- _SET OF TASKS_
a – Translate the sentence "Rove is a paid contributor for Fox News where he rarely receives the kind of debate offered by Plouffe." from the article into Spanish.
b – Please reproduce the part of the article that opens with the words containing "KARL: So..." and closes with "Medicaid doc fixes.", substituting "physician payment fixes" for "doc fixes".

Holding a whiteboard and yelling about the cost of health care reform, former Senior Bush advisor Karl Rove melted down on ABC's This Week Sunday. Rov
March 21, 2010

Holding a whiteboard and yelling about the cost of health care reform, former Senior Bush advisor Karl Rove melted down on ABC's This Week Sunday. Rove faced off against David Plouffe, one of President Barack Obama's senior advisors.

Rove is a paid contributor for Fox News where he rarely receives the kind of debate offered by Plouffe.

Luke Russert, son of the late Tim Russert, took exception to Rove's use of the whiteboard. "With all due respect to Mr. Rove, a man I find quite personable, a breakdown of #s on a whiteboard should only be done by 1 man," tweeted Russert.

ROVE: Look, I think the country is better off if this thing doesn't pass. This thing is $2.4 trillion for the first 10 years of its operation. This thing has 10 years' worth of -- of tax increases, $569 billion in tax increases, including $210 billion in a new payroll tax and a new 3.8 percent surtax on investments that's going to make us less competitive, $500 billion-plus in Medicare cuts to pay for, in essence, four complete years of the operation of this program.

The subsidies don't begin until year four and are not fully operational until year 10. If you look at the first 10 years of the operation of this thing, it is $2.4 trillion, and this thing is paid for by Bernie Madoff-style accounting in which they double-count money and ignore enormous costs. They claim $138 billion of deficit reduction, but it's either between $480 billion in debt -- in deficits added to the -- to the red ink...

KARL: So...

ROVE: ... if you just look at what they double-count, and it's $720 billion if you count what they ignore in here. These people are double-counting $53 billion worth of Social Security revenue twice, once for Social Security, once to pay to this program; $70 billion for the new long-term care premium, they count it for the premium program and then for paying for this program. They count $500 billion worth of Medicare cuts twice. They ignore $208 billion in Medicare doc fixes that they just put off to the side and said we'll -- we'll pay for that later and $30 billion in Medicaid doc fixes.

This thing is not $138 billion in the black. It is either $480 billion, if you look at what they double-count, or $720 billion in deficit in the first 10 years if you take what they ignore.

KARL: So, David...

ROVE: This thing is a gigantic disaster.

KARL: ... Bernie Madoff accounting, a gigantic disaster?

PLOUFFE: Well, you know, listen, Karl and the Republicans would be familiar with that, since under their leadership, they took us from big budget surpluses at the beginning of the last decade to a $1.3 trillion deficit by not paying for things like the prescription drug plan, two wars, big tax cuts.

So, no, this is -- the Congressional Budget Office is very clear. Over the next two decades, this is going to cut the deficit by over a trillion dollars.

ROVE: But -- but...

PLOUFFE: A trillion dollars.

- _INFORMATION GIVEN_
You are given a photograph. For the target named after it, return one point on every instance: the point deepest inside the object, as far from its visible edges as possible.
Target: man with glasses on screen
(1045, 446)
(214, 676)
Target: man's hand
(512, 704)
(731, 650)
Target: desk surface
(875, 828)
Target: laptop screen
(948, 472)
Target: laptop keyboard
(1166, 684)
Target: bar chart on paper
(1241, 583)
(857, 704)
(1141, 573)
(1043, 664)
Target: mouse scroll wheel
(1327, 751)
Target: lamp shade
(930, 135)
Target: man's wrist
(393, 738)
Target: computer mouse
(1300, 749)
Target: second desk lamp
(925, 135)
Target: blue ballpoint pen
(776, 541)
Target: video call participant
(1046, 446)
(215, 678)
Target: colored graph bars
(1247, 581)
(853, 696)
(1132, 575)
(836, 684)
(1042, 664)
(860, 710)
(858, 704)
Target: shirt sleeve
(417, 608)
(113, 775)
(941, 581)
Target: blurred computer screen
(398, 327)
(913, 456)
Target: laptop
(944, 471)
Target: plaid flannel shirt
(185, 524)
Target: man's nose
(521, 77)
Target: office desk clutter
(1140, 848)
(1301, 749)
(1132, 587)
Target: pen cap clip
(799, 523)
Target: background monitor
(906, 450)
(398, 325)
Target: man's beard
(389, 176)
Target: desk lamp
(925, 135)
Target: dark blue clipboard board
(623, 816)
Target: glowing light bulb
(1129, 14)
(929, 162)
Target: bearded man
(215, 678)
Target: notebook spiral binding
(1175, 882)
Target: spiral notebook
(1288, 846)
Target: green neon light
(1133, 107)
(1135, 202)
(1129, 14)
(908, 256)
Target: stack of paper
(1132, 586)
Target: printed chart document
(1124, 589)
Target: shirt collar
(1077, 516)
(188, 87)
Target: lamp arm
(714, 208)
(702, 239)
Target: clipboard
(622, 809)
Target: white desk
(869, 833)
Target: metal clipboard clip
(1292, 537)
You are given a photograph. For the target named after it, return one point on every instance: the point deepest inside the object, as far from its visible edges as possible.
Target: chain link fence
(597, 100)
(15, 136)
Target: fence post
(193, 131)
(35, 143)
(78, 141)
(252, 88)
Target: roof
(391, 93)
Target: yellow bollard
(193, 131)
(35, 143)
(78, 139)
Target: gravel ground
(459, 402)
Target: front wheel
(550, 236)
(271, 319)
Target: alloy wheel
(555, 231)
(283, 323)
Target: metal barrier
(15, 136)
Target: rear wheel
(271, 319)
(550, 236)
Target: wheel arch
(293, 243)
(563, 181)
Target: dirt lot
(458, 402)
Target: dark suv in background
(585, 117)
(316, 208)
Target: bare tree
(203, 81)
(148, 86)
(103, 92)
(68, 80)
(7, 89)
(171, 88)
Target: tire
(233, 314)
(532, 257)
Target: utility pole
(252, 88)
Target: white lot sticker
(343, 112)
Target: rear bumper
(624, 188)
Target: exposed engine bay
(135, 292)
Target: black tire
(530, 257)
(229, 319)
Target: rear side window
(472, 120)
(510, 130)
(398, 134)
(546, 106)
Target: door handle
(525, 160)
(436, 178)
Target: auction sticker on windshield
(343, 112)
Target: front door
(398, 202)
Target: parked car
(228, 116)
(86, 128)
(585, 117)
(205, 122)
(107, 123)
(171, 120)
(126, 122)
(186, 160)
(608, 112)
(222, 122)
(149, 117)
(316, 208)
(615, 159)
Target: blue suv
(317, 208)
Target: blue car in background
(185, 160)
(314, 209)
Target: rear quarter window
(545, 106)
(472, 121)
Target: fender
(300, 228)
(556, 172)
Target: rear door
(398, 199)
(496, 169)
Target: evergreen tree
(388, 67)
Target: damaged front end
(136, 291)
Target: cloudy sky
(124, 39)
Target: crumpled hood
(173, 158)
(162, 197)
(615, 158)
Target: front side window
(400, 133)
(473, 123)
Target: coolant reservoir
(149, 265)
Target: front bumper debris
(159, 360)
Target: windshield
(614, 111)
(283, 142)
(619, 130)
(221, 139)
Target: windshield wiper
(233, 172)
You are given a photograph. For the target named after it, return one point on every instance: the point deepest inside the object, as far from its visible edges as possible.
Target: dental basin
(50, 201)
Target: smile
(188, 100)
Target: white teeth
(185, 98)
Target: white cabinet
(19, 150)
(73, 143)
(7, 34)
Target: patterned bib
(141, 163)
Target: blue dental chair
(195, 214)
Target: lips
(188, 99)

- _RESULTS OF THE EXERCISE_
a – Rove es colaborador pagado de Fox News, donde rara vez recibe el tipo de debate que ofreció Plouffe.

b –
KARL: So...

ROVE: ... if you just look at what they double-count, and it's $720 billion if you count what they ignore in here. These people are double-counting $53 billion worth of Social Security revenue twice, once for Social Security, once to pay to this program; $70 billion for the new long-term care premium, they count it for the premium program and then for paying for this program. They count $500 billion worth of Medicare cuts twice. They ignore $208 billion in Medicare physician payment fixes that they just put off to the side and said we'll -- we'll pay for that later and $30 billion in Medicaid physician payment fixes.